┌──

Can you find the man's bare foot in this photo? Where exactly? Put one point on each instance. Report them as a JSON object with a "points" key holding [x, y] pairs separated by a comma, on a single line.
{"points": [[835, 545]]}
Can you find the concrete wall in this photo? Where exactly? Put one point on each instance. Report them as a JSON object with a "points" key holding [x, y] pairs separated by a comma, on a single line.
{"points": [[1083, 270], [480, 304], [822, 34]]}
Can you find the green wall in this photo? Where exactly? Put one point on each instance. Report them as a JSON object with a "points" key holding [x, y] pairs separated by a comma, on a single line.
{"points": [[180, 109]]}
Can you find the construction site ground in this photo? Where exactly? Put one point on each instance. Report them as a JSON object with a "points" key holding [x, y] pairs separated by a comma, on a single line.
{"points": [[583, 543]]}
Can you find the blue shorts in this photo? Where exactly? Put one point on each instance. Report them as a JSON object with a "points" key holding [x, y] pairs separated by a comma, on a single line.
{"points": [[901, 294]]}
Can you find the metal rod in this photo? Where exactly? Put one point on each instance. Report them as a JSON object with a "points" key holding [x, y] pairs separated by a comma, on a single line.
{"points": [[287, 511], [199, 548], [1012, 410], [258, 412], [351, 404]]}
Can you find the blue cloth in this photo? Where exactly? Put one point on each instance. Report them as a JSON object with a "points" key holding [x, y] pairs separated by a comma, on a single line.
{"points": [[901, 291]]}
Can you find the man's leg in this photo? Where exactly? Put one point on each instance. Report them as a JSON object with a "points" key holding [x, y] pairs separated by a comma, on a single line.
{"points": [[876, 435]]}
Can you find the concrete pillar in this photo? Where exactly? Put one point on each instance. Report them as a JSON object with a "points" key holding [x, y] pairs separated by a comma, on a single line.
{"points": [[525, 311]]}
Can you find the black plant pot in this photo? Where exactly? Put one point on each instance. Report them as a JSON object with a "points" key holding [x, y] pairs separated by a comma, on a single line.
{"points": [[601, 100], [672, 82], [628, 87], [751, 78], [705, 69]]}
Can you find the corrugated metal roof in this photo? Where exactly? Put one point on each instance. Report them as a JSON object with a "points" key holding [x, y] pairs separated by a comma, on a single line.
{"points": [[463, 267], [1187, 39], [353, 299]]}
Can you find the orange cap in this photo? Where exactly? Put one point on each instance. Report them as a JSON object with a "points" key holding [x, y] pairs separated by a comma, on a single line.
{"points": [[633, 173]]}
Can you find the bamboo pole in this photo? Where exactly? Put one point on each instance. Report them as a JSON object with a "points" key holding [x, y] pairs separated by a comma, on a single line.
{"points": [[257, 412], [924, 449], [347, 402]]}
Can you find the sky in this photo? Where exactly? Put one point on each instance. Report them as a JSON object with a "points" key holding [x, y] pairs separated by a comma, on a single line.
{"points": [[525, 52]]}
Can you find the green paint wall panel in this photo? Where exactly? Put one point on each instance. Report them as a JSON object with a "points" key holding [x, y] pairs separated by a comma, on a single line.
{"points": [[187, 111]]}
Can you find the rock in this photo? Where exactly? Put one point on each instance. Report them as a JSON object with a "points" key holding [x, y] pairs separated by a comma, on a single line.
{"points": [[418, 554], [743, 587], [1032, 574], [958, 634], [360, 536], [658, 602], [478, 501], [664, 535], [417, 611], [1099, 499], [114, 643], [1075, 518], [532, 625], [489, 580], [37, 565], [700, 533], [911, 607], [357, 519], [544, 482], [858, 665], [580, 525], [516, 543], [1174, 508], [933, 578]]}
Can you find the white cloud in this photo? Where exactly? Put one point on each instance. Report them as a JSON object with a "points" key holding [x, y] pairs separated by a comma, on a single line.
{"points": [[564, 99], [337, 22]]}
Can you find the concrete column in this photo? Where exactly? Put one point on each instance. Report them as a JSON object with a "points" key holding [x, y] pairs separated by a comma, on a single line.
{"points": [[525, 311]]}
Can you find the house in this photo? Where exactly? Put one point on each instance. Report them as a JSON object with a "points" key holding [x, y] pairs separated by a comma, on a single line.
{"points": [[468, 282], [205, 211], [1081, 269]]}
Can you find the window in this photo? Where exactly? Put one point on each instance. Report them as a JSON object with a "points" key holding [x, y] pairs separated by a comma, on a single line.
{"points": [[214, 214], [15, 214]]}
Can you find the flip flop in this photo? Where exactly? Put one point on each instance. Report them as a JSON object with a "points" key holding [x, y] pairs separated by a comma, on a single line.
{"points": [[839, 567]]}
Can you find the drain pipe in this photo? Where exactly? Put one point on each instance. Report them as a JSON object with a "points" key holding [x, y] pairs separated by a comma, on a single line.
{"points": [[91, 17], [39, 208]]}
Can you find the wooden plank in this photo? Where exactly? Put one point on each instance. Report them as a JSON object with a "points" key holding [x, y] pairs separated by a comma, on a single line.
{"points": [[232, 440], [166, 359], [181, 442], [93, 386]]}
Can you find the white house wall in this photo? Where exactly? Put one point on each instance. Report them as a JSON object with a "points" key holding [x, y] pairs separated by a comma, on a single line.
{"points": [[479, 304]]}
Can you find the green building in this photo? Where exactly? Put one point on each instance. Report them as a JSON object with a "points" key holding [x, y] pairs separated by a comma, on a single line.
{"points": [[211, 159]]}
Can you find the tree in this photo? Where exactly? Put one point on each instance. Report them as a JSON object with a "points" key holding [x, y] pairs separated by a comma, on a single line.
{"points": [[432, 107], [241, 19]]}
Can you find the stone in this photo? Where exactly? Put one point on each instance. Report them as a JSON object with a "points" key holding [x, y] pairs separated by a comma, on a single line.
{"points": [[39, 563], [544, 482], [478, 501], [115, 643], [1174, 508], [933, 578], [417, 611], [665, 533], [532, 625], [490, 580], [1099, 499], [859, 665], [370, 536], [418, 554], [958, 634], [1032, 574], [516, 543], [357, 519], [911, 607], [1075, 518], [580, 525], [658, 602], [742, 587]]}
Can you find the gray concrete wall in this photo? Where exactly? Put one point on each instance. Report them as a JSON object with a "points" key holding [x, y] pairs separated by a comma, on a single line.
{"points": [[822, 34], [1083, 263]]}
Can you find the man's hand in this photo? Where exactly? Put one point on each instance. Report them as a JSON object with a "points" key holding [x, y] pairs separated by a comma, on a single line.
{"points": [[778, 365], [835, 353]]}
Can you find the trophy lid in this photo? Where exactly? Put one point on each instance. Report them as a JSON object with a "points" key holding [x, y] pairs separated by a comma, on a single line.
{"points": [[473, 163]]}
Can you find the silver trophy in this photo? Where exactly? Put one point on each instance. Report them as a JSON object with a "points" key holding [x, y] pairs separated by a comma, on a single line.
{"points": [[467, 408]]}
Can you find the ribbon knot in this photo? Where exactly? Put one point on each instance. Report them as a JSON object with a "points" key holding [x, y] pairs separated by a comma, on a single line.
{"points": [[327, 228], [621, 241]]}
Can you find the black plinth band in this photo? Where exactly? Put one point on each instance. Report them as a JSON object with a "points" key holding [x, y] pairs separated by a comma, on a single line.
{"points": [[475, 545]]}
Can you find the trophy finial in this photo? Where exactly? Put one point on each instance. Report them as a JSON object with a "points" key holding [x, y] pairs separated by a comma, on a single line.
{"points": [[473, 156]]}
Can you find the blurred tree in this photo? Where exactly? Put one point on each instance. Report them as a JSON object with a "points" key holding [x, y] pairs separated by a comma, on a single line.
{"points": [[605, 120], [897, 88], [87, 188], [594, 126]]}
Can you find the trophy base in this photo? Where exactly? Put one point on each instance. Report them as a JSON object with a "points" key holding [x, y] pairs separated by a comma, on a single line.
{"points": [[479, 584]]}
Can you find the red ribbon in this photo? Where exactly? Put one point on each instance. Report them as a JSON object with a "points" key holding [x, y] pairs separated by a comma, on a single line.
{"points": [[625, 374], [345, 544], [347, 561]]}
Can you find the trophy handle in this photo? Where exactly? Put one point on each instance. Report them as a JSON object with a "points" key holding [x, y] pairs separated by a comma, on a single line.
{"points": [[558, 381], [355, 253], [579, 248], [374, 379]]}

└──

## [The task]
Set down, word for word, every line from the line that holds "Can you find the black plinth" to the end of the entries above, including both ends.

## [Answer to the exercise]
Can you find the black plinth band in this photo? Where exactly? Put one point on each instance. Report them as a JSON object with a "points" key holding [x, y] pairs separated by a comma, on a single line.
{"points": [[475, 545]]}
Can you find the trophy finial in this photo? Where exactly? Put one point on each instance. Report them as a JSON object with a "points" key holding [x, y] pairs separated by a comma, on a single line.
{"points": [[473, 156]]}
Can you find the blurred tree in this photo? Where exactly? Put one point on each instance. Report them as a JSON object with a "points" key holding [x, y] pairs separated by a comma, on a single line.
{"points": [[605, 120], [897, 88], [87, 188], [594, 126]]}
Can you find the trophy base in this photo? Where exactly? Put one point on each instance. Report them as a JSON object with a "points" key holding [x, y] pairs separated by a comma, on a single line.
{"points": [[479, 584]]}
Can you find the red ribbon in this photo? Where exactly? Put one point on each instance. Report them as a JSON object with a "points" key holding [x, y] pairs separated by a comma, on a single line.
{"points": [[625, 374], [345, 544], [347, 561]]}
Can you find the trophy handle in this photo? Where exactly? Put one point on each instance. Report them as a JSON object with a "points" key holding [x, y] pairs separated by a comma, on a single line.
{"points": [[558, 381], [355, 253], [579, 248], [374, 379]]}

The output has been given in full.